WHAT IS BEING ASKED ▸
Where a line holds the word "below", copy it from the records.

•••••

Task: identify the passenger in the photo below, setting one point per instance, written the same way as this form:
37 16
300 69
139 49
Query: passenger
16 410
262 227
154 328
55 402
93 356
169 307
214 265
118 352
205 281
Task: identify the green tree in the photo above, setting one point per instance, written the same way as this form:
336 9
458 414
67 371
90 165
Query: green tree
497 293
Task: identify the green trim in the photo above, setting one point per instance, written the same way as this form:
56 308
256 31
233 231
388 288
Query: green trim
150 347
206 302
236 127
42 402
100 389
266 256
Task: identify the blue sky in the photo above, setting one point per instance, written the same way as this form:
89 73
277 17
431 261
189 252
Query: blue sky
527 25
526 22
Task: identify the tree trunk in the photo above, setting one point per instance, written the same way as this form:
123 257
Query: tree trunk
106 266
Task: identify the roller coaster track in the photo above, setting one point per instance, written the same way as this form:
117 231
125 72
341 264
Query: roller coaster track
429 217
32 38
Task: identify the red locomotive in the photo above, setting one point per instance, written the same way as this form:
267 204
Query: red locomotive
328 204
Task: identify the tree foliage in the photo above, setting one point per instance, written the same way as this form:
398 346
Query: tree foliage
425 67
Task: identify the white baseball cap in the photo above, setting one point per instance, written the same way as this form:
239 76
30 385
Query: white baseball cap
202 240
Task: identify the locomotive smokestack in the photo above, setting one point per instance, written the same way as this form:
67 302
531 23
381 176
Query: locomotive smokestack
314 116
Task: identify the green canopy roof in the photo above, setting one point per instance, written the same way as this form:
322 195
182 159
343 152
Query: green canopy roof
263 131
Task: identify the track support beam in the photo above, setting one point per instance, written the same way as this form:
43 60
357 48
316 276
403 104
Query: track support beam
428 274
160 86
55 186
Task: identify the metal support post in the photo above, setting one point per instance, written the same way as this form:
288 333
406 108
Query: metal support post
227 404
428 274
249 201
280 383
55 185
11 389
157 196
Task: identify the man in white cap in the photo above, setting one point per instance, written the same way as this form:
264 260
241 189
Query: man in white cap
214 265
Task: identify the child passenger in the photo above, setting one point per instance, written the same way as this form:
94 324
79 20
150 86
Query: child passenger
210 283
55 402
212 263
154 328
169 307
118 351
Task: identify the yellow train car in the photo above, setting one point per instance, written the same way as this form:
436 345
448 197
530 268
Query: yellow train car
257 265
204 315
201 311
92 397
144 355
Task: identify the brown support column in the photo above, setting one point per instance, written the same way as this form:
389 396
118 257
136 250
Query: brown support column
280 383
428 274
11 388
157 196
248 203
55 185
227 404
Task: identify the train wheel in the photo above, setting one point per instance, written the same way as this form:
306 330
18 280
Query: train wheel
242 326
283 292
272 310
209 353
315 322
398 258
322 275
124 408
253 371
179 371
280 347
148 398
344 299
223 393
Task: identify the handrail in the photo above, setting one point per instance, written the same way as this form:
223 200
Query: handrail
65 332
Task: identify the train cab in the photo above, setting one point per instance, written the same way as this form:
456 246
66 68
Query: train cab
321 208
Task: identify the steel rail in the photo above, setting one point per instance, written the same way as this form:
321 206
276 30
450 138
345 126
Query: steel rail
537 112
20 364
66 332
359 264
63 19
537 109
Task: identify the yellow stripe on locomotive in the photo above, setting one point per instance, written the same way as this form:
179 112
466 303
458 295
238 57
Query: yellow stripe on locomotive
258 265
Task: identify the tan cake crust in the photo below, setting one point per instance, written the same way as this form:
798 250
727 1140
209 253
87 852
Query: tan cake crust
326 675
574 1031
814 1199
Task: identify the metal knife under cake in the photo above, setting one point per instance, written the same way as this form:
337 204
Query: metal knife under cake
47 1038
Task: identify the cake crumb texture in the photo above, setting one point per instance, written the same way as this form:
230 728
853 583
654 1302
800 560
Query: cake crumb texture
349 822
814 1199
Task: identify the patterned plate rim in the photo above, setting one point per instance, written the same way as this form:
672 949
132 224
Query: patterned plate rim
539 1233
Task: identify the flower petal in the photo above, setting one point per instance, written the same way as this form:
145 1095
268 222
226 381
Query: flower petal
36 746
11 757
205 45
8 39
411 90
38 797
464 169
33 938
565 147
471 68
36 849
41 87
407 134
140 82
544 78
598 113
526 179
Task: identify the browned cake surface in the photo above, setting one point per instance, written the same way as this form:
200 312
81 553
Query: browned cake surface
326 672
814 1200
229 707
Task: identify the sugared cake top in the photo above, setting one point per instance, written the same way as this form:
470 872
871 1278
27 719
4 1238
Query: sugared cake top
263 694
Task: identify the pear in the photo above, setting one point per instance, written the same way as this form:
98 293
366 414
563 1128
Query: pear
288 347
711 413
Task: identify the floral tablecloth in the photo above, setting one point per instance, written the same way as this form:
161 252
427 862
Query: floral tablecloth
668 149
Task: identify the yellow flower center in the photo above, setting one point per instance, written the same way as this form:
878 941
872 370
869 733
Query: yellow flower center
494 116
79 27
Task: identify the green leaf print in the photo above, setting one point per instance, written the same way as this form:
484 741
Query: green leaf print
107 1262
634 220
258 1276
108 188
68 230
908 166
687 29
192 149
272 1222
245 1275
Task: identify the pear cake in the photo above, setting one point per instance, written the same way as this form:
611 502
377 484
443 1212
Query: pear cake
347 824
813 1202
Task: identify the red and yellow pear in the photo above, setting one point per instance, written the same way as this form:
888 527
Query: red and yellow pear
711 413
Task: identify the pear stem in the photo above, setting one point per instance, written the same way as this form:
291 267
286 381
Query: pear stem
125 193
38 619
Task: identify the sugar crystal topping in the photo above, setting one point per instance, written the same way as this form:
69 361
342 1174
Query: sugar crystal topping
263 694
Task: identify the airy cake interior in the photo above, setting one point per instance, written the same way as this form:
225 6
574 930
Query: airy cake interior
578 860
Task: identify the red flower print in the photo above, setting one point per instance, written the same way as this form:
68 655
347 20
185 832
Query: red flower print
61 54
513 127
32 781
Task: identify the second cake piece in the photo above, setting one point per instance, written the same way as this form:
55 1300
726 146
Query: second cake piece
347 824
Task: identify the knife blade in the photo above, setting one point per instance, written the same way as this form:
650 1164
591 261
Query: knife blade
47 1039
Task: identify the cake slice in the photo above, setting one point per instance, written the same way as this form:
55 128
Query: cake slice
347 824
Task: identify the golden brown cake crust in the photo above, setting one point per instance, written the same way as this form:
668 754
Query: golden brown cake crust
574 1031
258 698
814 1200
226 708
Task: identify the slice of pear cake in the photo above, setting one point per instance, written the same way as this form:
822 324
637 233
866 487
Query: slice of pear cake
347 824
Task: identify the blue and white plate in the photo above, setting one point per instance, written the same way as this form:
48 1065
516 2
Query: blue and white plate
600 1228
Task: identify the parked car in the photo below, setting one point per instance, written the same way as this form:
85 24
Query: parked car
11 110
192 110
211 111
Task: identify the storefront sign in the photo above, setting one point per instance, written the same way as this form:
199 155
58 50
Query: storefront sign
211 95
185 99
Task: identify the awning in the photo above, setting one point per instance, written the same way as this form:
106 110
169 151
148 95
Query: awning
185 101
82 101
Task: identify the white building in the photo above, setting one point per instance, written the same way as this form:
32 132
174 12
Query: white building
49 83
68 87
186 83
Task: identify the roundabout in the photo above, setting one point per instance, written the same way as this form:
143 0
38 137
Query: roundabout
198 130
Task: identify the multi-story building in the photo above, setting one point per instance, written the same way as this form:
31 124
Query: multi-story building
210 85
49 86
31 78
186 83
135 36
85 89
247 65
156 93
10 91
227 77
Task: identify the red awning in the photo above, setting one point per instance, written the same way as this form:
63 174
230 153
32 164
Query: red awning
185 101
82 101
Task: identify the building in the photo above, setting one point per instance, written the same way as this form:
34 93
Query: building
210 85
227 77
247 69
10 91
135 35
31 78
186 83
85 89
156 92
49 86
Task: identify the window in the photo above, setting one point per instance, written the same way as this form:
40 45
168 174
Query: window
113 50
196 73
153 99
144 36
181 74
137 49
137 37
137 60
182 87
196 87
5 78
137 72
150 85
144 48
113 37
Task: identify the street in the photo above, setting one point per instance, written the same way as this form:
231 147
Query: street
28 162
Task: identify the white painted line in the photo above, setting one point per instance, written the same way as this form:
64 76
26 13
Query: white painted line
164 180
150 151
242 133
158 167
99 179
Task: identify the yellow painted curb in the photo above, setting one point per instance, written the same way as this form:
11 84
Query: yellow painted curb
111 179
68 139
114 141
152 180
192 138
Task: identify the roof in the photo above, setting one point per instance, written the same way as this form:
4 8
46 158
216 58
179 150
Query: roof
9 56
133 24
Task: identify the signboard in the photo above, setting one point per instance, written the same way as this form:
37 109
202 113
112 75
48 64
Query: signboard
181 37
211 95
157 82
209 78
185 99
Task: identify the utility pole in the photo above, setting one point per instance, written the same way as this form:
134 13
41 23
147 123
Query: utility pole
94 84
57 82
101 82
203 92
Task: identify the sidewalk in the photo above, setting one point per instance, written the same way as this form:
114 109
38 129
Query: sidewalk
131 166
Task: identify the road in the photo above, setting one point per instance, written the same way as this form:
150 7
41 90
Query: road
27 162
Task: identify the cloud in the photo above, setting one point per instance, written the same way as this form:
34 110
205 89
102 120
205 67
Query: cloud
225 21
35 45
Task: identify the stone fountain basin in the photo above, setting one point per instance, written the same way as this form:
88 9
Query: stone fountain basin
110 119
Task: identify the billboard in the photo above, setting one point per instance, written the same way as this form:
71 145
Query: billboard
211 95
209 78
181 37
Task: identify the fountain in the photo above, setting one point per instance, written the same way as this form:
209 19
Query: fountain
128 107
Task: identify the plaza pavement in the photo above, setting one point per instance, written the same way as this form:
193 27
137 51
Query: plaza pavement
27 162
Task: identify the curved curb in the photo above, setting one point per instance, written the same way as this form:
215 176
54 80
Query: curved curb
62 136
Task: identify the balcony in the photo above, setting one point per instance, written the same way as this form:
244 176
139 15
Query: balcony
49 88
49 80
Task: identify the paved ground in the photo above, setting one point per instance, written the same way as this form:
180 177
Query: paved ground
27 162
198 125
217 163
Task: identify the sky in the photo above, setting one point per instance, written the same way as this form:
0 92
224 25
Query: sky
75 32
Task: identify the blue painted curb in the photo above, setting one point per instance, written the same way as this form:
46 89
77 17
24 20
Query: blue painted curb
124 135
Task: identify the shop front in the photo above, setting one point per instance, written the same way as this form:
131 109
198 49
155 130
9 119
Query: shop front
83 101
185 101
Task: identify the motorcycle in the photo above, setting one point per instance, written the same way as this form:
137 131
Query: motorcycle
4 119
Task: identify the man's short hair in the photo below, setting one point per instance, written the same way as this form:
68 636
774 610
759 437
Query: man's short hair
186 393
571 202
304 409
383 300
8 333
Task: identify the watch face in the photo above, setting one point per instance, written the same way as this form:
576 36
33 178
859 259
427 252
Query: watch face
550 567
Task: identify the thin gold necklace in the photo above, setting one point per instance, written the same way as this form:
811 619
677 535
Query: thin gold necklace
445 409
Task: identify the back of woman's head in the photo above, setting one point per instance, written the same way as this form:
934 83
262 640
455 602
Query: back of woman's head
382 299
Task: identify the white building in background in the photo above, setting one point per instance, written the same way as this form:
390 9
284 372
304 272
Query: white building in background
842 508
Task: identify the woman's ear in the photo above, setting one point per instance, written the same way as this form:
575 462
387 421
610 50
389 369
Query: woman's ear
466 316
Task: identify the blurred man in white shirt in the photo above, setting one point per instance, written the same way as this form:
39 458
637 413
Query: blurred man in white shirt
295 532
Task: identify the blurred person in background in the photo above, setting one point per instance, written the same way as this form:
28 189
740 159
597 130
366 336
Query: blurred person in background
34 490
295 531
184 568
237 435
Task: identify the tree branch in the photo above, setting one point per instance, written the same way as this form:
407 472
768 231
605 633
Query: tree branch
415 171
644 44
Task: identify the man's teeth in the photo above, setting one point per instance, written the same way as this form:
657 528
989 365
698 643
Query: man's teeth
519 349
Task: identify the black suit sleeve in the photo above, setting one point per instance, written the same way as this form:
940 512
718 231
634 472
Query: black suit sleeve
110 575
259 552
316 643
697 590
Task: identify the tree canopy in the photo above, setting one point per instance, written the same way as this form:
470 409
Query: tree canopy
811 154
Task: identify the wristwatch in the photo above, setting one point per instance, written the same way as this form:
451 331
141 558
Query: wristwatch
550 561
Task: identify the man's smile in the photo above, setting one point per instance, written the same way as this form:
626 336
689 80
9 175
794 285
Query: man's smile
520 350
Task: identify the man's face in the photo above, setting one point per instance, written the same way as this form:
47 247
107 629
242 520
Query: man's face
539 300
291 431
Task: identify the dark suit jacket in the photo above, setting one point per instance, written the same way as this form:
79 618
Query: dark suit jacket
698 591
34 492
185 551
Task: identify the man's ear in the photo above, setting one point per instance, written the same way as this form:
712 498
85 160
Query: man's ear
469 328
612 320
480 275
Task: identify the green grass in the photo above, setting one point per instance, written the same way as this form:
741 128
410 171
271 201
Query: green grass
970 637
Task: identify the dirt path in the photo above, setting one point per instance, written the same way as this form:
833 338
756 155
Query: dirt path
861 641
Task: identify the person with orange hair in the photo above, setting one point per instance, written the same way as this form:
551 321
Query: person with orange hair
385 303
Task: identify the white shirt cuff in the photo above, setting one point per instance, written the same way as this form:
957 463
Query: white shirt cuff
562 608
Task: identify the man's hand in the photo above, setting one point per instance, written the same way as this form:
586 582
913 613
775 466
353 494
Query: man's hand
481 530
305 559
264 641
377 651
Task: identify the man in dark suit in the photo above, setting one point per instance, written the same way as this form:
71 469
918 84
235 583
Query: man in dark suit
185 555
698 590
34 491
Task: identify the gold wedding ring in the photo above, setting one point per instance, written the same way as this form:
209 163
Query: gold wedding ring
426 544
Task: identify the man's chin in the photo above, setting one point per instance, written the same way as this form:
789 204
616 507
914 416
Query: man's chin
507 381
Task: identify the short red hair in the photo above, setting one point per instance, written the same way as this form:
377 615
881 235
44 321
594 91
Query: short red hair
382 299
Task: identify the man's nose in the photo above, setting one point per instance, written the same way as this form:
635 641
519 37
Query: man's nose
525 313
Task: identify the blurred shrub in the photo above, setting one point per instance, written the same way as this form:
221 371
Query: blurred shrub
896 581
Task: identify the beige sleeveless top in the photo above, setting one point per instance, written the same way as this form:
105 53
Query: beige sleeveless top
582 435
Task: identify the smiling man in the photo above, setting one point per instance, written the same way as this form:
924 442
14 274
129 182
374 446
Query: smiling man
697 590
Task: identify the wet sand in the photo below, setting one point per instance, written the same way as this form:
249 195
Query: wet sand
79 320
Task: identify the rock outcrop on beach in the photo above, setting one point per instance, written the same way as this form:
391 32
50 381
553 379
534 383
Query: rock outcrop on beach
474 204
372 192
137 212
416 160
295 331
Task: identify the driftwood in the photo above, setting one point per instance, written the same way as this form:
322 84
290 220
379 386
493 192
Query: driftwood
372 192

•••••

TASK RESULT ▸
Task: identify the passenger in the photo below, setting one point per instance, written the same way as this form:
Task: identify the tan cake crust in the photo below, setting one point per instance, written the same way as this form:
Task: identify the parked car in the photo below, setting one point per instance, written the same way as this form:
Task: identify the man's short hair in the photo below, setting one point per instance, written the same way as this form:
Task: identify the wet sand in the photo below, setting one point per instance, written the same way as this form:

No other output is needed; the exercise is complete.